───── DATA FOR PROCESSING ─────
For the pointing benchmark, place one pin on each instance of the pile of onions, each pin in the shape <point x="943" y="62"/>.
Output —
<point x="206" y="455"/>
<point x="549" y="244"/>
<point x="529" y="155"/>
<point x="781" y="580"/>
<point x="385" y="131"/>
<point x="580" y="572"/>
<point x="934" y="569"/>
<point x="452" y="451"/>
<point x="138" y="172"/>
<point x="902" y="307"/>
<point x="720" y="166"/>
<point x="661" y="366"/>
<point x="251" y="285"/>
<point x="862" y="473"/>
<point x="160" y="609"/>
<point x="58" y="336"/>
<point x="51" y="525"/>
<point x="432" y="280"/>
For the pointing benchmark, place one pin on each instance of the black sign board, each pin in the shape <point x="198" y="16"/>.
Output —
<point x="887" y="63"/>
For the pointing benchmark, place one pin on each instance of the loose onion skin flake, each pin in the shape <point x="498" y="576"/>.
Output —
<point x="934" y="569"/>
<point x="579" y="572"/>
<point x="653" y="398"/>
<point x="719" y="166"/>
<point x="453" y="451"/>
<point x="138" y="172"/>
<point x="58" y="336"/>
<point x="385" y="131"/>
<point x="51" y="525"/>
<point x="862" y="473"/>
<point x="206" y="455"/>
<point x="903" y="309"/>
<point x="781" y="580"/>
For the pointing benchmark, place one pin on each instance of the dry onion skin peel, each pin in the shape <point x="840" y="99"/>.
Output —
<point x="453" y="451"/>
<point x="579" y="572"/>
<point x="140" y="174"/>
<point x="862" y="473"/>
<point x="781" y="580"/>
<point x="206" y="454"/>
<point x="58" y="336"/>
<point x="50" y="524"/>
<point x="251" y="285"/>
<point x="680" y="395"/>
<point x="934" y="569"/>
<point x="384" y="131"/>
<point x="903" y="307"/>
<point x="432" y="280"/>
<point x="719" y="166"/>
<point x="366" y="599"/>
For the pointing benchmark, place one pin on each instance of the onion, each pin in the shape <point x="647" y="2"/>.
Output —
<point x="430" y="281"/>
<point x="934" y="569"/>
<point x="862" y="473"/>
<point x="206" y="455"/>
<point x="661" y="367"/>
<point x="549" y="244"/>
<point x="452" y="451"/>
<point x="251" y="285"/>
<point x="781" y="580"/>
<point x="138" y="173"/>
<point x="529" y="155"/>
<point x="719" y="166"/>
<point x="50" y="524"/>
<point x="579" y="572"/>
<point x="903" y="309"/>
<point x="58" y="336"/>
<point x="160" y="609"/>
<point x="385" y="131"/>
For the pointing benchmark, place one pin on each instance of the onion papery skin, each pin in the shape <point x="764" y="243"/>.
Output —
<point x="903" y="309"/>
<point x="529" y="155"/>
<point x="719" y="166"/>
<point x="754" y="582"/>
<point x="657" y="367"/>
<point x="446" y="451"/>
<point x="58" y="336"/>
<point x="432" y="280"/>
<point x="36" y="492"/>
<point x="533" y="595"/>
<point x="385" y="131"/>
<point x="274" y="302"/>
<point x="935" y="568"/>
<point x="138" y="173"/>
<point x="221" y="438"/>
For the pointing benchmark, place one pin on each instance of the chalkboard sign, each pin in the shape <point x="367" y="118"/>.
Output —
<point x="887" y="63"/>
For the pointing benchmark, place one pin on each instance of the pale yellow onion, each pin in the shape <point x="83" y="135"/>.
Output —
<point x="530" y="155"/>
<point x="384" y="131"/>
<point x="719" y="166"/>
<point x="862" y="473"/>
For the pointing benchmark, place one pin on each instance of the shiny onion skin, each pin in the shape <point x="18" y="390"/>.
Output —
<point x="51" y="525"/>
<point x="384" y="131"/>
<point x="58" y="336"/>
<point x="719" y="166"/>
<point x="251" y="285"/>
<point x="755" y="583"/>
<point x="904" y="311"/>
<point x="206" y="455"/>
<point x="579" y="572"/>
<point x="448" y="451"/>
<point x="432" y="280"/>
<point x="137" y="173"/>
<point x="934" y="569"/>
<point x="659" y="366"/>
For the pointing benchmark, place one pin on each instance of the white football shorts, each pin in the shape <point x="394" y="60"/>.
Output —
─────
> _EXERCISE DIRECTIONS_
Quote the material above word for word, reproducing every line of it without any change.

> _ANSWER IN FULL_
For the pointing benchmark, place one pin on each instance of the pile of onions, each pin in the shape <point x="943" y="62"/>.
Output —
<point x="206" y="455"/>
<point x="549" y="244"/>
<point x="529" y="155"/>
<point x="781" y="580"/>
<point x="385" y="131"/>
<point x="580" y="572"/>
<point x="934" y="569"/>
<point x="452" y="451"/>
<point x="138" y="172"/>
<point x="902" y="307"/>
<point x="720" y="166"/>
<point x="661" y="366"/>
<point x="251" y="285"/>
<point x="862" y="473"/>
<point x="160" y="609"/>
<point x="58" y="336"/>
<point x="51" y="525"/>
<point x="432" y="280"/>
For the pointing benchmark, place one pin on each instance of the black sign board, each pin in the shape <point x="198" y="16"/>.
Output —
<point x="887" y="63"/>
For the pointing benchmark, place one pin on each instance of the loose onion skin flake, each pin in the shape <point x="498" y="576"/>.
Output —
<point x="934" y="569"/>
<point x="579" y="572"/>
<point x="653" y="398"/>
<point x="719" y="166"/>
<point x="453" y="451"/>
<point x="138" y="172"/>
<point x="58" y="336"/>
<point x="385" y="131"/>
<point x="51" y="525"/>
<point x="862" y="473"/>
<point x="206" y="455"/>
<point x="903" y="309"/>
<point x="781" y="580"/>
For the pointing benchmark, place one pin on each instance of the dry onion skin peel, each pin in the shape <point x="840" y="99"/>.
Output —
<point x="453" y="451"/>
<point x="579" y="572"/>
<point x="140" y="174"/>
<point x="862" y="473"/>
<point x="781" y="580"/>
<point x="206" y="454"/>
<point x="58" y="336"/>
<point x="50" y="524"/>
<point x="251" y="285"/>
<point x="680" y="395"/>
<point x="934" y="569"/>
<point x="384" y="131"/>
<point x="903" y="307"/>
<point x="432" y="280"/>
<point x="719" y="166"/>
<point x="366" y="599"/>
For the pointing benchmark, place one pin on each instance of the onion, each pin in the shape <point x="647" y="2"/>.
Output —
<point x="430" y="281"/>
<point x="934" y="569"/>
<point x="862" y="473"/>
<point x="206" y="455"/>
<point x="661" y="367"/>
<point x="549" y="244"/>
<point x="452" y="451"/>
<point x="251" y="285"/>
<point x="781" y="580"/>
<point x="138" y="173"/>
<point x="529" y="155"/>
<point x="719" y="166"/>
<point x="50" y="524"/>
<point x="579" y="572"/>
<point x="903" y="309"/>
<point x="58" y="336"/>
<point x="160" y="609"/>
<point x="385" y="131"/>
For the pointing benchmark, place one pin on each instance of the onion papery skin, each pin in the shape <point x="764" y="243"/>.
Output —
<point x="903" y="309"/>
<point x="529" y="155"/>
<point x="719" y="166"/>
<point x="754" y="582"/>
<point x="657" y="367"/>
<point x="446" y="451"/>
<point x="58" y="336"/>
<point x="432" y="280"/>
<point x="36" y="492"/>
<point x="533" y="595"/>
<point x="385" y="131"/>
<point x="274" y="302"/>
<point x="935" y="568"/>
<point x="138" y="173"/>
<point x="221" y="438"/>
For the pointing benchmark, place one pin on each instance of the chalkboard sign, each pin in the shape <point x="367" y="118"/>.
Output —
<point x="887" y="63"/>
For the pointing benchmark, place one pin on each instance of the pale yellow onion, each pin in the shape <point x="83" y="135"/>.
Output —
<point x="530" y="155"/>
<point x="384" y="131"/>
<point x="719" y="166"/>
<point x="862" y="473"/>
For the pointing benchmark, place one pin on each instance of the shiny onion skin, each pin in the shape <point x="18" y="390"/>.
Output —
<point x="51" y="525"/>
<point x="384" y="131"/>
<point x="58" y="336"/>
<point x="719" y="166"/>
<point x="251" y="285"/>
<point x="755" y="583"/>
<point x="904" y="311"/>
<point x="206" y="455"/>
<point x="579" y="572"/>
<point x="448" y="451"/>
<point x="432" y="280"/>
<point x="137" y="173"/>
<point x="934" y="569"/>
<point x="659" y="366"/>
For the pointing benchmark, place one pin on each instance of the white football shorts, each pin in the shape <point x="394" y="60"/>.
Output —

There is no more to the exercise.